[start of Text passage]

Bradley v Trenerry

Case

[1998] HCATrans 179

No judgment structure available for this case.

IN THE HIGH COURT OF AUSTRALIA

Office of the Registry
  Darwin  No D164 of 1997

B e t w e e n -

MATTHEW ROBERT BRADLEY

Applicant

and

ROBIN LAURENCE TRENERRY

Respondent

Application for special leave to appeal

GAUDRON J
HAYNE J

TRANSCRIPT OF PROCEEDINGS

FROM DARWIN BY VIDEO LINK TO CANBERRA

ON THURSDAY, 21 MAY 1998, AT 3.11 PM

Copyright in the High Court of Australia

MR A. WYVILL:   If it pleases the Court, your Honours, I appear for the applicant in this matter.  (instructed by the Northern Territory Legal Aid Commission)

MR R.S.L. WILD, QC:   If it pleases the Court, I appear for the respondent with my learned friend, MS A.M. FRASER.  (instructed by the Director of Public Prosecutions (Northern Territory))

GAUDRON J:   Yes, thank you.  Mr Wyvill.

MR WYVILL:   Your Honours, the important issues in this case both relate to what we submit was the erroneous interpretation by the Court of Appeal of this Court’s decision in Coco.  The particular section in Coco that was erroneously interpreted is found at page 438 of the decision where their Honours the Chief Justice Mason, Justice Brennan, your Honour Justice Gaudron and Justice McHugh said this at point 3:

As we remarked earlier, in some circumstances the presumption may be displaced by an implication if it is necessary to prevent the statutory provisions from becoming inoperative or meaningless.

Your Honours, the critical words there are “the statutory provisions”.  The Chief Justice, Chief Justice Martin, and Justice Mildren both declined to adopt the construction contended by the applicant because they considered that one aspect of the provisions in this case would be rendered inoperative by reason of the construction contended by the applicant.  We say that was an erroneous interpretation of Coco because the decision in Coco plainly is directed towards the statutory provisions in a collective sense and that what their Honours overlooked ‑ ‑ ‑

HAYNE J:   Why is this a case of implication?  The passage you cite to us from Coco concerns displacement of fundamental rights by implication.

MR WYVILL:   Your Honour, the relevant displacement, of course, was the removal of the power of the court to the one small residual power of the court that on our construction remained, which was to apply a mandatory minimum sentence scheme but with the capacity to suspend a sentence.  It was our contention that on our construction there was a mandatory minimum sentence scheme but there was a small but nevertheless necessary power to ameliorate that scheme that remained with the court, a power to suspend the sentence.

GAUDRON J:   And that is to be implied, is it?

MR WYVILL: No, your Honour, that is on the proper construction of section 78B(2) of the subject provisions. It was our contention, your Honours, that the word “release” in 78B(2) does not mean conditionally release. Their Honours were not inclined to adopt that interpretation because they believe that if it was read that way then that provision would have no practical operation. Your Honours, just accepting that proposition for the time being, we say that that does not mean that one is then compelled to throw that interpretation away and to resort to the interpretation of the majority which, as his Honour Justice Mildren said, was harsh and unfair or to rewrite the legislation, as his Honour Justice Mildren did, in a way where there was no demonstrated and very clear mistake.

[end of Text passage]
[start of Information supplied]

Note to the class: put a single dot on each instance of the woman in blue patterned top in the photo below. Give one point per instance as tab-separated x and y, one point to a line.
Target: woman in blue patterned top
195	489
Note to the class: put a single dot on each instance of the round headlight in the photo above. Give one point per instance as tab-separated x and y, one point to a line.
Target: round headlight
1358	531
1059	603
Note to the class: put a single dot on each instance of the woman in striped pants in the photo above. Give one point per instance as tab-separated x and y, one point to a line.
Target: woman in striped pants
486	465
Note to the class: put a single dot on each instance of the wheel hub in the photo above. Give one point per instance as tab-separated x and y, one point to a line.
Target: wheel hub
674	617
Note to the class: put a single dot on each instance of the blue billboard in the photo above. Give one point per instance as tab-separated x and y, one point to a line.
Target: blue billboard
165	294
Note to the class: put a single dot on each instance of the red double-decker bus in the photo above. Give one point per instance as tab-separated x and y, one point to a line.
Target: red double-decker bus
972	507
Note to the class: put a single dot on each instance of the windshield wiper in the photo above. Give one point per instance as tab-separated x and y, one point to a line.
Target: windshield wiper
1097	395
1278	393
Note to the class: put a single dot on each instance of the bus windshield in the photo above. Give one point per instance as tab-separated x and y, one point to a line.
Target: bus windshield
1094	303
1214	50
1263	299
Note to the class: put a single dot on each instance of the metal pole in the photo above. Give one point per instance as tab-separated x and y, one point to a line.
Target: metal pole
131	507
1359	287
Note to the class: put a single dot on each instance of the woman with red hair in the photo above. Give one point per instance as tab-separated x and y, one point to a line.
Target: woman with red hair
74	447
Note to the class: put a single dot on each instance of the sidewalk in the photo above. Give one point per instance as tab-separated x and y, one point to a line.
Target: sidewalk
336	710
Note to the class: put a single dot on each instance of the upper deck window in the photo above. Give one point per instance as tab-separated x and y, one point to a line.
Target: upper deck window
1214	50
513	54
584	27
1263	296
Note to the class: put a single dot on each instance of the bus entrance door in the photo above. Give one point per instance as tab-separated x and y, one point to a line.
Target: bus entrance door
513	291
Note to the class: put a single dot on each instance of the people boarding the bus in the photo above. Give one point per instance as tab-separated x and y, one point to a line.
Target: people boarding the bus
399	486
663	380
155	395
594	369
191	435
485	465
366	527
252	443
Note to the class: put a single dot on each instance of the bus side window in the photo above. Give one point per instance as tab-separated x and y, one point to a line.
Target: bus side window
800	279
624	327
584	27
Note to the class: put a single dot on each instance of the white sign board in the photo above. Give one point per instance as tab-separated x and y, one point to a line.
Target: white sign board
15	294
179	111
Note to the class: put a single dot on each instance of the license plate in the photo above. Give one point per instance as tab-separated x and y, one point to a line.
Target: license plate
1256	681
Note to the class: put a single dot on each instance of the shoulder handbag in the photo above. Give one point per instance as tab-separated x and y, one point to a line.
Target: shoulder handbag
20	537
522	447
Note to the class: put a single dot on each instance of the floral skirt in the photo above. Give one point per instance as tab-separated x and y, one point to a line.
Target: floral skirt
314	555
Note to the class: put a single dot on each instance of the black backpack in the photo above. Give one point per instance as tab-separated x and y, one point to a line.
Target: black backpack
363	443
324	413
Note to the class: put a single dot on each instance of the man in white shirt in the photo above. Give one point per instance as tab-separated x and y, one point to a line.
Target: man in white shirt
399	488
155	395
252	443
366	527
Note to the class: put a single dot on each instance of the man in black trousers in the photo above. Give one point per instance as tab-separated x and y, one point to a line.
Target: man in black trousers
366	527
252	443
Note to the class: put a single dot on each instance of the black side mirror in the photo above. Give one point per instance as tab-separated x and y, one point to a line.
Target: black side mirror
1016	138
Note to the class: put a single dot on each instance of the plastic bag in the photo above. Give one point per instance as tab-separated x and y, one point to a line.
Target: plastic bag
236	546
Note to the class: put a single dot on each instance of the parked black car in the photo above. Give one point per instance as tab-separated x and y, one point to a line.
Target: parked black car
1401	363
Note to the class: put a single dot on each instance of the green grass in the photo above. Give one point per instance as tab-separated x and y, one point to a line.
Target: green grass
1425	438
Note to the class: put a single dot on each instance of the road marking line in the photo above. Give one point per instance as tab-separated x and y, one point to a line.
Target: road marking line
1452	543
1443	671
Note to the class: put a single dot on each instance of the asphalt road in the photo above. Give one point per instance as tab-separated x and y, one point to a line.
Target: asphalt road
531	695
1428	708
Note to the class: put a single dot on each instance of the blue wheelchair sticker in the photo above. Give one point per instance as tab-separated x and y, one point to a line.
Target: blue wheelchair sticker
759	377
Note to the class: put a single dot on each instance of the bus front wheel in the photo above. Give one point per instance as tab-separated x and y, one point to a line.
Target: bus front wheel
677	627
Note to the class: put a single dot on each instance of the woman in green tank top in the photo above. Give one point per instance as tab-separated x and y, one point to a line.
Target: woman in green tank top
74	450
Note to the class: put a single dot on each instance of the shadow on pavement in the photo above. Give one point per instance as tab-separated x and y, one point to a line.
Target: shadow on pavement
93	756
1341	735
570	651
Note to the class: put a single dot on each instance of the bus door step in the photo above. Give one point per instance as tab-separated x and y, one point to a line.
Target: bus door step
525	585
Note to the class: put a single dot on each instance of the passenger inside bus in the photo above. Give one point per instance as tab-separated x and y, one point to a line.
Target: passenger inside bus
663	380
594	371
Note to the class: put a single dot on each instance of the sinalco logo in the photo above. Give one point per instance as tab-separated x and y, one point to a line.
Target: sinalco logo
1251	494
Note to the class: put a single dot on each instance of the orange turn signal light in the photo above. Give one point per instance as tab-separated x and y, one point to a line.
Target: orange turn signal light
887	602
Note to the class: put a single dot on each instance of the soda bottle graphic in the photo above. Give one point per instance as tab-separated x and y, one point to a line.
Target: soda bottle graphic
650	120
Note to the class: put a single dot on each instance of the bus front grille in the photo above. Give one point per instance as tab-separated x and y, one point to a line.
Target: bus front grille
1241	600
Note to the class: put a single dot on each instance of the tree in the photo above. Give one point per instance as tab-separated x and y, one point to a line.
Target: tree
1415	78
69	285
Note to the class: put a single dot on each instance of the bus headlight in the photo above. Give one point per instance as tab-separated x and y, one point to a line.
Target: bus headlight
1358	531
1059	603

[end of Information supplied]

- What you need to do:
[1] How would you render this sentence from the Bradley v Trenerry transcript in Spanish: "The passage you cite to us from Coco concerns displacement of fundamental rights by implication."
[2] Extend the Bradley v Trenerry transcript from its final sentence with a few more lines of the hearing.
The rows above are separate material from the Bradley v Trenerry transcript.

- Results for the exercise:
[1] El pasaje de Coco que nos cita se refiere al desplazamiento de derechos fundamentales por implicación.

[2]
So, your Honours, we say that the way that we put this as being a point of importance is that if their Honours are right to say that one has to, when applying Coco, not construe any section such that it will not have a practical operation then one is implicitly, therefore, confining the dicta in Coco and confining the interpretations that are available to the court to adopt and compelling the court to look at other, and as in this case demonstrates, more harsh, harsher constructions of the legislation.

Your Honours will see that section 78B(2) says that an order referred to in subsection (1) cannot be made if its effect would be to release the offender from the requirement to actually serve the term of imprisonment. We contended that that provision ought to be read according to its natural meaning, and that would means would, not would means could.

GAUDRON J:   I do not see that it makes any difference, really, does it?  A suspended sentence that you talk of would operate, could operate - it does not matter - to release the offender from the requirement to actually serve.  The difficulty you have is the word “actually”, is it not?

MR WYVILL: No, with respect, because the focus of that provision is on the order of the court, not events that occur subsequently. It is the order of the court which must have the relevant effect attributed in section 78B, and particularly looking at the other provisions in the Sentencing Act, it is simply not the case that using ordinary language, a suspended sentence releases, has the effect of releasing an offender from the obligation to serve a term of imprisonment.

HAYNE J:   What is the effect of a suspended sentence if it is not to release from actual service of?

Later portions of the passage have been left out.